**Document text:**
* * *
1.3. METHOD OF COMPUTATION. To determine the Adviser's liability with respect to
the Excess Amount, each month the Fund Operating Expenses for each Fund shall be
annualized as of the last day of the month. If the annualized Fund Operating
Expenses for any month of a Fund exceed the Maximum Annual Operating Expense
Limit of such Fund, the Adviser shall first waive or reduce its investment
advisory fee for such month by an amount sufficient to reduce the annualized
Fund Operating Expenses to an amount no higher than the Maximum Annual Operating
Expense Limit. If the amount of the waived or reduced investment advisory fee
for any such month is insufficient to pay the Excess Amount, the Adviser may
also remit to the appropriate Fund or Funds an amount that, together with the
waived or reduced investment advisory fee, is sufficient to pay such Excess
Amount.
1.4. YEAR-END ADJUSTMENT. If necessary, on or before the last day of the first
month of each fiscal year, an adjustment payment shall be made by the
appropriate party in order that the amount of the investment advisory fees
waived or reduced and other payments remitted by the Adviser to the Fund or
Funds with respect to the previous fiscal year shall equal the Excess Amount.
2. TERM AND TERMINATION OF AGREEMENT.
* * *
**Data:**
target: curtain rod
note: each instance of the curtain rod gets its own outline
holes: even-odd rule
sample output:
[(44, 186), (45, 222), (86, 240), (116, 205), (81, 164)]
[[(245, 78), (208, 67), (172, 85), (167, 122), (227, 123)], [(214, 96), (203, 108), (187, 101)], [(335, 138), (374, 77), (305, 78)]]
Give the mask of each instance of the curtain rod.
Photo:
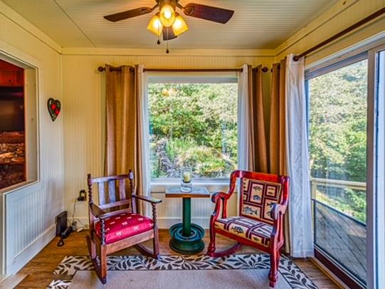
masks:
[[(120, 67), (111, 67), (110, 68), (110, 71), (121, 71), (122, 68)], [(134, 68), (130, 68), (130, 70), (132, 71)], [(102, 66), (99, 66), (97, 70), (100, 72), (103, 72), (105, 70), (105, 68)], [(144, 68), (144, 72), (242, 72), (242, 68), (218, 68), (218, 69), (205, 69), (205, 68)], [(268, 72), (269, 69), (267, 67), (262, 68), (262, 71), (265, 73)], [(253, 72), (257, 72), (258, 68), (253, 68)]]
[(359, 21), (356, 22), (355, 23), (351, 25), (346, 29), (344, 29), (342, 31), (337, 33), (337, 34), (333, 35), (332, 36), (328, 38), (327, 39), (325, 40), (320, 43), (318, 43), (316, 46), (312, 47), (311, 48), (307, 49), (306, 51), (302, 52), (301, 54), (294, 56), (293, 60), (295, 61), (298, 61), (298, 60), (300, 60), (303, 56), (306, 56), (307, 55), (311, 53), (312, 52), (320, 49), (321, 47), (329, 44), (329, 43), (334, 41), (334, 40), (342, 36), (344, 36), (345, 34), (347, 34), (348, 33), (352, 32), (353, 30), (357, 29), (359, 26), (362, 26), (362, 25), (366, 24), (366, 23), (370, 22), (372, 20), (381, 16), (384, 13), (385, 13), (385, 7), (381, 8), (381, 9), (376, 11), (376, 12), (370, 14), (369, 16), (365, 17), (364, 19), (362, 19)]

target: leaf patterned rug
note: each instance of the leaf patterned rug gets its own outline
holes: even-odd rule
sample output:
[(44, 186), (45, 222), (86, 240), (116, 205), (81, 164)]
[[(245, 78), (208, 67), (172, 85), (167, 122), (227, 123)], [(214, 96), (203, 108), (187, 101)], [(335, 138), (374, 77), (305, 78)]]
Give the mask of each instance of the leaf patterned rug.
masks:
[[(108, 270), (245, 270), (269, 269), (268, 254), (238, 254), (211, 258), (204, 255), (161, 256), (158, 260), (144, 256), (117, 256), (107, 258)], [(53, 274), (50, 289), (67, 288), (77, 270), (91, 270), (93, 266), (89, 256), (66, 256)], [(313, 282), (288, 258), (280, 260), (280, 273), (293, 289), (317, 289)], [(64, 276), (64, 277), (63, 277)]]

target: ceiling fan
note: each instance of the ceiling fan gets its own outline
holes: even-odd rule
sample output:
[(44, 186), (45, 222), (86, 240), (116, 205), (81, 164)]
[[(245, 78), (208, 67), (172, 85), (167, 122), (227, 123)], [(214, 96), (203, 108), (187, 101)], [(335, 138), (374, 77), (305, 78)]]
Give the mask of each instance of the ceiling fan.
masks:
[[(178, 37), (189, 29), (183, 17), (176, 11), (176, 8), (181, 9), (187, 16), (199, 18), (213, 22), (226, 23), (233, 16), (233, 10), (211, 6), (189, 3), (184, 6), (180, 4), (179, 0), (155, 0), (157, 4), (152, 7), (139, 7), (114, 14), (107, 15), (104, 18), (110, 21), (116, 22), (121, 20), (147, 14), (159, 8), (155, 15), (150, 20), (147, 29), (160, 36), (163, 34), (163, 40), (169, 41)], [(160, 41), (158, 38), (158, 44)], [(168, 53), (168, 49), (167, 49)]]

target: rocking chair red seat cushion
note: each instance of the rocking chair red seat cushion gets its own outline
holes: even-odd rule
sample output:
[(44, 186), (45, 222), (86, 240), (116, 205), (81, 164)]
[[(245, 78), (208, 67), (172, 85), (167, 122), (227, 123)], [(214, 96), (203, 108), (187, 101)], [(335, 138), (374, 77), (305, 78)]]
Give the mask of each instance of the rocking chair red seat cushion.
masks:
[[(227, 216), (227, 201), (239, 184), (239, 216)], [(218, 191), (211, 200), (215, 209), (210, 219), (210, 243), (207, 255), (221, 257), (234, 253), (242, 245), (250, 246), (270, 256), (270, 285), (278, 276), (280, 248), (283, 246), (283, 214), (288, 206), (289, 177), (236, 170), (230, 177), (227, 193)], [(236, 241), (232, 248), (216, 252), (216, 234)]]
[(243, 216), (218, 219), (215, 227), (266, 247), (273, 231), (273, 226)]
[[(95, 224), (95, 232), (101, 238), (100, 222)], [(122, 213), (105, 219), (105, 243), (110, 244), (138, 233), (152, 230), (149, 218), (135, 213)]]

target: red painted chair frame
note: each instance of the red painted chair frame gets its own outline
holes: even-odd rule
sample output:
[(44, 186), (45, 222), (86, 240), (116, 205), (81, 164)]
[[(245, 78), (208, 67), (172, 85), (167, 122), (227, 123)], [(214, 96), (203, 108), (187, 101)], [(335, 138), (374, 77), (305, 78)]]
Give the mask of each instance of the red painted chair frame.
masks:
[[(263, 182), (279, 183), (282, 184), (282, 201), (275, 204), (272, 208), (271, 217), (273, 219), (273, 231), (270, 236), (269, 246), (267, 248), (255, 242), (229, 233), (227, 231), (215, 227), (215, 221), (219, 217), (221, 204), (222, 205), (221, 219), (227, 218), (227, 201), (234, 192), (238, 178), (247, 178), (258, 179)], [(277, 282), (280, 260), (280, 249), (283, 246), (283, 214), (288, 207), (289, 198), (289, 179), (288, 177), (276, 174), (258, 173), (253, 172), (236, 170), (231, 173), (230, 177), (230, 187), (227, 193), (217, 191), (211, 196), (211, 201), (215, 203), (215, 209), (210, 218), (210, 243), (207, 250), (207, 255), (211, 257), (222, 257), (234, 253), (242, 245), (250, 246), (258, 250), (270, 253), (270, 270), (269, 273), (270, 286), (274, 287)], [(242, 184), (242, 182), (241, 182)], [(240, 195), (242, 198), (242, 195)], [(241, 205), (240, 205), (241, 206)], [(240, 211), (241, 211), (240, 208)], [(246, 217), (245, 217), (246, 218)], [(236, 241), (238, 243), (233, 247), (222, 252), (216, 252), (215, 238), (216, 233), (223, 235)]]
[[(130, 191), (126, 196), (125, 180), (130, 181)], [(134, 184), (134, 173), (130, 170), (127, 174), (109, 176), (97, 178), (92, 178), (91, 174), (88, 175), (88, 196), (89, 196), (89, 216), (90, 216), (90, 236), (86, 236), (87, 244), (91, 261), (95, 267), (97, 277), (100, 281), (107, 283), (107, 255), (122, 250), (123, 248), (135, 245), (137, 248), (143, 254), (158, 258), (159, 254), (159, 233), (157, 224), (156, 205), (162, 202), (162, 200), (145, 196), (135, 194), (135, 188)], [(115, 194), (115, 182), (119, 182), (119, 194)], [(105, 193), (104, 184), (108, 184), (108, 194)], [(99, 203), (97, 206), (93, 199), (93, 184), (103, 184), (99, 186)], [(102, 188), (102, 189), (101, 189)], [(107, 201), (105, 199), (107, 198)], [(118, 215), (125, 212), (137, 213), (136, 201), (140, 200), (149, 202), (152, 206), (153, 229), (131, 236), (126, 238), (105, 243), (105, 221), (107, 218)], [(122, 209), (126, 206), (125, 209)], [(112, 211), (111, 209), (117, 209)], [(95, 230), (95, 221), (100, 222), (100, 236), (97, 236)], [(150, 251), (139, 243), (152, 239), (153, 251)], [(97, 261), (97, 253), (99, 253), (99, 262)]]

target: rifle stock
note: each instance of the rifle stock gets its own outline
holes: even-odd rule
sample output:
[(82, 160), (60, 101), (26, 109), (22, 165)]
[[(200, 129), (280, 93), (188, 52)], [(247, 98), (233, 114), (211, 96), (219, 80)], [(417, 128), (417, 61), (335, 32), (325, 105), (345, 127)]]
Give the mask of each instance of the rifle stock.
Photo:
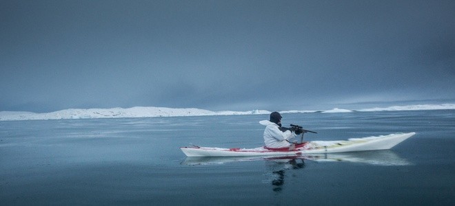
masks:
* * *
Return the full text above on the Adviser's fee waivers and fund expense limits, word for word, with nothing added, dropped, or changed.

**Response to the task:**
1.3. METHOD OF COMPUTATION. To determine the Adviser's liability with respect to
the Excess Amount, each month the Fund Operating Expenses for each Fund shall be
annualized as of the last day of the month. If the annualized Fund Operating
Expenses for any month of a Fund exceed the Maximum Annual Operating Expense
Limit of such Fund, the Adviser shall first waive or reduce its investment
advisory fee for such month by an amount sufficient to reduce the annualized
Fund Operating Expenses to an amount no higher than the Maximum Annual Operating
Expense Limit. If the amount of the waived or reduced investment advisory fee
for any such month is insufficient to pay the Excess Amount, the Adviser may
also remit to the appropriate Fund or Funds an amount that, together with the
waived or reduced investment advisory fee, is sufficient to pay such Excess
Amount.
1.4. YEAR-END ADJUSTMENT. If necessary, on or before the last day of the first
month of each fiscal year, an adjustment payment shall be made by the
appropriate party in order that the amount of the investment advisory fees
waived or reduced and other payments remitted by the Adviser to the Fund or
Funds with respect to the previous fiscal year shall equal the Excess Amount.
2. TERM AND TERMINATION OF AGREEMENT.